[Given request A] In the mailing-list thread below, what average write speed would 400TB written over two years work out to?

== Page extract

2011-07-14 Thread przemolicc
On Thu, Jul 14, 2011 at 04:53:11PM +0300, Pasi Kärkkäinen wrote:
> On Wed, Jul 13, 2011 at 11:32:14PM -0700, John R Pierce wrote:
> > I've been asked for ideas on building a rather large archival storage 
> > system for inhouse use, on the order of 100-400TB. Probably using CentOS 
> > 6.The existing system this would replace is using Solaris 10 and 
> > ZFS, but I want to explore using Linux instead.
> > 
> > We have our own tomcat based archiving software that would run on this 
> > storage server, along with NFS client and server.   Its a write once, 
> > read almost never kind of application, storing compressed batches of 
> > archive files for a year or two.   400TB written over 2 years translates 
> > to about 200TB/year or about 7MB/second average write speed.   The very 
> > rare and occasional read accesses are done by batches where a client 
> > makes a webservice call to get a specific set of files, then they are 
> > pushed as a batch to staging storage where the user can then browse 
> > them, this can take minutes without any problems.

====
== Data section

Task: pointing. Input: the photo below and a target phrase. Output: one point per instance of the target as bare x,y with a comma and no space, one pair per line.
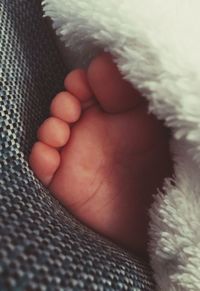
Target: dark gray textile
41,246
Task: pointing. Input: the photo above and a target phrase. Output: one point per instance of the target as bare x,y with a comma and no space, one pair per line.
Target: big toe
114,94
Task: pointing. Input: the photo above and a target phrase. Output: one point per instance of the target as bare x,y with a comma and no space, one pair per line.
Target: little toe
76,83
65,106
114,94
44,161
54,132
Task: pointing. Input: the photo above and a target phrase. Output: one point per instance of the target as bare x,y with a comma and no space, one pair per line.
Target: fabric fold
156,46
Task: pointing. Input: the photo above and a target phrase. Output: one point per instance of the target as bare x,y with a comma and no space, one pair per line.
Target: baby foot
102,154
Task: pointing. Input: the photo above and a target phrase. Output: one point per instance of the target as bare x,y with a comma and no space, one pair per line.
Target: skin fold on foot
102,154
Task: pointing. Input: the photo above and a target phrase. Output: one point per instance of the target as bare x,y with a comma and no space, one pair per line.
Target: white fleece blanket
156,45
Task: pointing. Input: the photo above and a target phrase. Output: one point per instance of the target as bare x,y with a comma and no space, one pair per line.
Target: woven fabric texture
42,247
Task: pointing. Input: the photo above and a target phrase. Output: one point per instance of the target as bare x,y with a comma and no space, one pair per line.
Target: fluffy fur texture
156,46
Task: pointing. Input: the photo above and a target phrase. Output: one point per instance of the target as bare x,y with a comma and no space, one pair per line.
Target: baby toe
66,107
44,161
54,132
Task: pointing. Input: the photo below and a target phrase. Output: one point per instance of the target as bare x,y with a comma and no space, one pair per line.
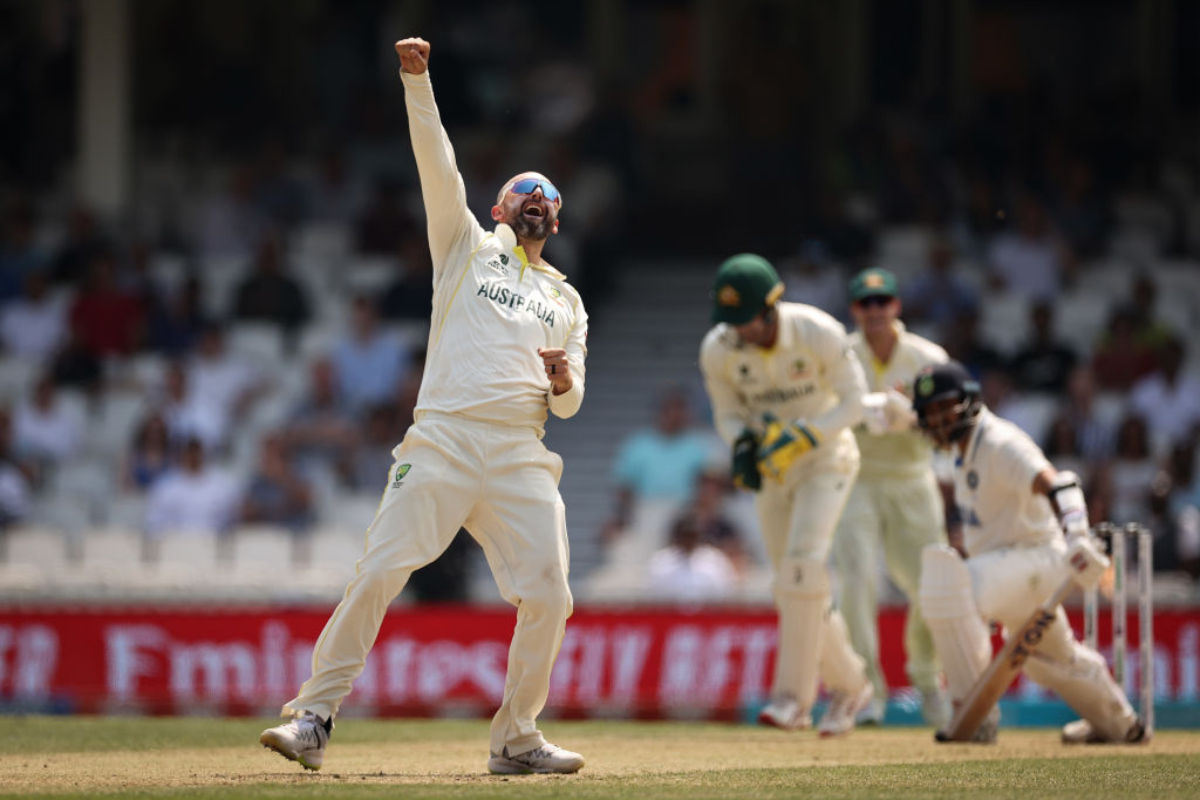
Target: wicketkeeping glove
745,462
784,443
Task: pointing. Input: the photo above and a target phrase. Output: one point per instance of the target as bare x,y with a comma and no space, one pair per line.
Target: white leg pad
1081,678
959,632
802,595
841,668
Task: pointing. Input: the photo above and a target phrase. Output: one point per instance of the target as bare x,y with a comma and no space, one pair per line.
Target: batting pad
802,595
948,607
1081,677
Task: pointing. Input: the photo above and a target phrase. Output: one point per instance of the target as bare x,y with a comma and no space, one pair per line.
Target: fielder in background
1015,509
785,390
895,506
507,344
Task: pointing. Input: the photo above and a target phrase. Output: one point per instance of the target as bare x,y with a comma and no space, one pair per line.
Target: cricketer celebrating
1015,507
785,390
507,343
895,506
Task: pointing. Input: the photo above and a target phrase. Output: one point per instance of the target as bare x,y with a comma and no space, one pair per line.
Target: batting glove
745,462
783,444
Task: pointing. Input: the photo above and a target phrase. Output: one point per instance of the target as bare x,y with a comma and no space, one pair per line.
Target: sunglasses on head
874,300
528,185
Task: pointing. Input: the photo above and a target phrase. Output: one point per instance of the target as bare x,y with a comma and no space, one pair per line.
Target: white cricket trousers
501,483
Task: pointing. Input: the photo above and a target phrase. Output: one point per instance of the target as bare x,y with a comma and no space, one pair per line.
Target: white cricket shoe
301,740
547,758
785,713
935,709
1080,732
844,708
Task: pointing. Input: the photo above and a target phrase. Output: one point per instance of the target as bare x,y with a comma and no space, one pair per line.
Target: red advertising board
439,660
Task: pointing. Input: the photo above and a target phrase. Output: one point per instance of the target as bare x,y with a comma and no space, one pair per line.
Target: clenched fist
414,54
558,368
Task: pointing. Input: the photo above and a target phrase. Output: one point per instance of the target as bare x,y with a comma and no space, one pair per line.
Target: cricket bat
1003,668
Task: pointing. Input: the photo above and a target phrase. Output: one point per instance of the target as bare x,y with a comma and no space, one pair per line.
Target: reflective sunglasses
874,300
528,185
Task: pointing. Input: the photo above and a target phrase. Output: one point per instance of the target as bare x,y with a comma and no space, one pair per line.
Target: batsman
785,390
1025,530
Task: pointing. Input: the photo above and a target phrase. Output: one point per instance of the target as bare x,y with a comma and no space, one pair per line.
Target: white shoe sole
274,741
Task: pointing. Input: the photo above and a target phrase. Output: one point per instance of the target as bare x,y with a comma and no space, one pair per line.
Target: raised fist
414,54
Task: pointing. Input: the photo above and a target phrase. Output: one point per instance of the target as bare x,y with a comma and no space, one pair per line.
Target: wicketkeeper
1015,510
786,390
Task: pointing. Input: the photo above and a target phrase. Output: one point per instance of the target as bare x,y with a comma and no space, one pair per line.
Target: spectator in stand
1121,359
1132,471
150,455
222,383
385,223
937,296
688,570
269,294
1044,364
84,242
658,467
16,477
34,325
277,494
195,498
186,414
707,512
412,295
1029,260
322,434
1169,398
178,319
1096,435
107,318
963,343
1062,447
370,361
18,253
45,431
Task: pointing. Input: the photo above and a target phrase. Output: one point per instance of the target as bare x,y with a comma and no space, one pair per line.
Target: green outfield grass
82,757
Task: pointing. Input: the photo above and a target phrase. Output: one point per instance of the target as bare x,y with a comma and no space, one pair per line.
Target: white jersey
905,452
809,374
492,307
994,489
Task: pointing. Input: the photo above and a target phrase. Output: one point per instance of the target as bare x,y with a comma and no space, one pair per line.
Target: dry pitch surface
221,758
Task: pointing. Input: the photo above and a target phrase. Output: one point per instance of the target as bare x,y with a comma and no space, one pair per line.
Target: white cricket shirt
492,308
906,452
809,374
994,489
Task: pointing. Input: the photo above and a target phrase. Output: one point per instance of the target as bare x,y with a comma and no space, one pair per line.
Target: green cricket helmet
744,286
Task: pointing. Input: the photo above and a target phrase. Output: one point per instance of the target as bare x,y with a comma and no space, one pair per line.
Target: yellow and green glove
783,443
745,462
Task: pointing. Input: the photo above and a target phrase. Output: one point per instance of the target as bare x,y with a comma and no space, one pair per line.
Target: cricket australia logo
401,471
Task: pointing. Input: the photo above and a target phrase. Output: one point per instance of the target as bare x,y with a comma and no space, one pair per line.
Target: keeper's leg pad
841,668
959,632
802,595
1081,678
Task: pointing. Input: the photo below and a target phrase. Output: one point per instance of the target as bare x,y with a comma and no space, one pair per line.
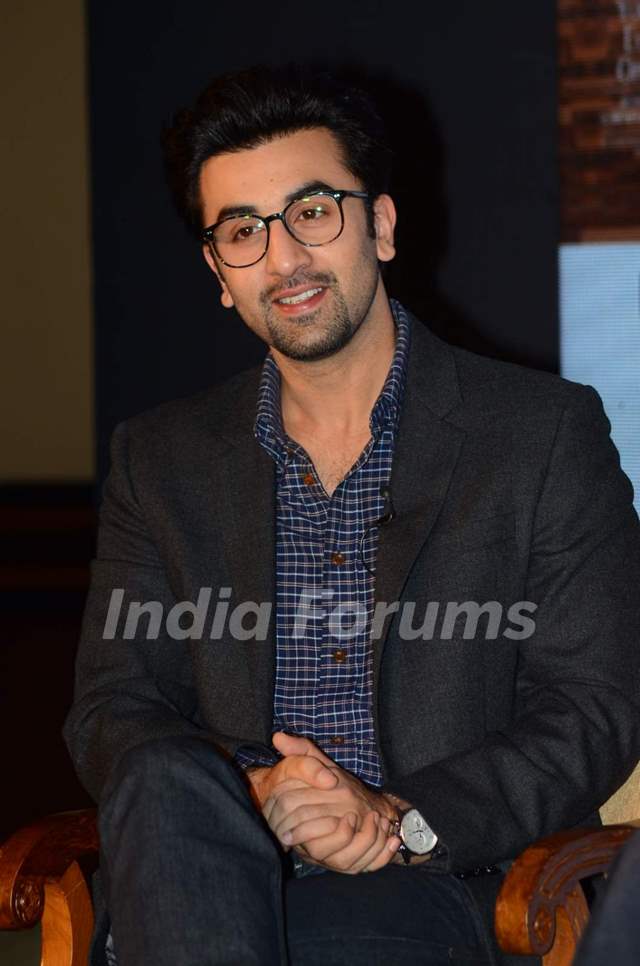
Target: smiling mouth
302,297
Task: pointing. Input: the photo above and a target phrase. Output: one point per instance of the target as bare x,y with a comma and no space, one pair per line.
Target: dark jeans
613,935
193,876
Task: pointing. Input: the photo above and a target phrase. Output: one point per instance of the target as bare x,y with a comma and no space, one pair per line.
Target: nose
285,255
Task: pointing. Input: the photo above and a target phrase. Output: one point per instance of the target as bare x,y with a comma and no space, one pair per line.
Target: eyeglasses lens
315,220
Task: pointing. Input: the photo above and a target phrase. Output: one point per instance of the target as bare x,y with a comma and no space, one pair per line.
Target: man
348,784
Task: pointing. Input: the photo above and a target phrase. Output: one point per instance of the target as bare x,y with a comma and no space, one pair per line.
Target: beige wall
46,367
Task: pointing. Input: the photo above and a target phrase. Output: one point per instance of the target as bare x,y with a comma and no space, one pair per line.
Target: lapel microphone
388,515
389,512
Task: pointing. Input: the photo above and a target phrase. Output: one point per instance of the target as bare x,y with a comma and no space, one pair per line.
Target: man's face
342,277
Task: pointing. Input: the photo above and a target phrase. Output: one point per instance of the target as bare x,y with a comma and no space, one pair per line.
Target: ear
225,295
384,213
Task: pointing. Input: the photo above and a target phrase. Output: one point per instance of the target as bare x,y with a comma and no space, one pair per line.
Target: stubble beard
333,325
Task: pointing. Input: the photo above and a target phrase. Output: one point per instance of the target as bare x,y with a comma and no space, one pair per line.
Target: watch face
416,834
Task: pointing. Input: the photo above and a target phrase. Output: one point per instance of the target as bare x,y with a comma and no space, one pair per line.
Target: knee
161,767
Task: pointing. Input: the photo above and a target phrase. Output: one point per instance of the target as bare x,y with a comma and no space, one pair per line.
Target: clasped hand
322,811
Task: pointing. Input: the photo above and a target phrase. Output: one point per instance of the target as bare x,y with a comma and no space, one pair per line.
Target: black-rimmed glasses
316,218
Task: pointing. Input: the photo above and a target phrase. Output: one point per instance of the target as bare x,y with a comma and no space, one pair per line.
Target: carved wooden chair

====

[Given request B] Extract every line of the entries above that contains the word "fold".

[Written solution A] About 7MB/second.

[Written solution B]
Target: fabric fold
Target: skin fold on foot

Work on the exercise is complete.